For entrepreneur Ileaa Swift, travel isn’t just about places — it’s about people, too.
In 2012, she founded Swift Travel Deals with a vision of helping everyone, no matter their income, find opportunities to experience the world firsthand.
Since starting the agency, she and her 38 full- and part-time employees have helped more than 200,000 clients book dream trips. And many people with tight budgets have satisfied their wanderlust, thanks to her firm’s use of payment plans to make travel more affordable. Her layaway-like model has been a success; today, the business pulls in $7 million in revenue annually through commissions and fees for its services.
Swift’s passion for planning trips is rooted in a belief that one of the best ways to learn about other cultures is through travel. She feels strongly that exposure to far-off societies can break down misconceptions that some have about people who don’t look, speak or live like them.
“That was one of the biggest things for me: wanting to push travel in a way that creates a different mindset in the traveler,” Swift says. She believed that, “if I created an avenue to be able to travel and meet other people that are different, it could start changing everyone’s views.”
Getting a Venture Ready for Take-Off
Swift had long dreamed of owning her own business. “I had the entrepreneurial spirit when I was a kid,” she says, recalling an event-planning firm she tried to set up when she was just 17 years old. But those dreams fell by the wayside, and she later found work as a fund coordinator for a private college. In her spare time, she and her husband, Terrence, traveled the world.

(DATA PROVIDED):

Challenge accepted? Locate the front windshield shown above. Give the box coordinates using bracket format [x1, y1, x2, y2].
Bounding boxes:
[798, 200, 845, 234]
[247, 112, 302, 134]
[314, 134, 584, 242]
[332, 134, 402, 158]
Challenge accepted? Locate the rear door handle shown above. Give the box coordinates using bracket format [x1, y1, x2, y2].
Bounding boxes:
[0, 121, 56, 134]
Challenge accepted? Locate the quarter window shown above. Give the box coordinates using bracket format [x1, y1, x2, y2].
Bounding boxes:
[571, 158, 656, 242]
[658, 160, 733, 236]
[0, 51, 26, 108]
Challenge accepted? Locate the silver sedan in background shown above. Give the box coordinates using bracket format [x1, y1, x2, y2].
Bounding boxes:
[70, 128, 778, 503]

(CHALLENGE A):
From the article about Ileaa Swift, output the passage that begins with the words "In 2012, she" and ends after the words "live like them.".
(CHALLENGE B):
According to the article about Ileaa Swift, how much revenue does Swift Travel Deals bring in each year?

(FINAL RESULT A):
In 2012, she founded Swift Travel Deals with a vision of helping everyone, no matter their income, find opportunities to experience the world firsthand.
Since starting the agency, she and her 38 full- and part-time employees have helped more than 200,000 clients book dream trips. And many people with tight budgets have satisfied their wanderlust, thanks to her firm’s use of payment plans to make travel more affordable. Her layaway-like model has been a success; today, the business pulls in $7 million in revenue annually through commissions and fees for its services.
Swift’s passion for planning trips is rooted in a belief that one of the best ways to learn about other cultures is through travel. She feels strongly that exposure to far-off societies can break down misconceptions that some have about people who don’t look, speak or live like them.

(FINAL RESULT B):
$7 million annually, through commissions and fees for its services.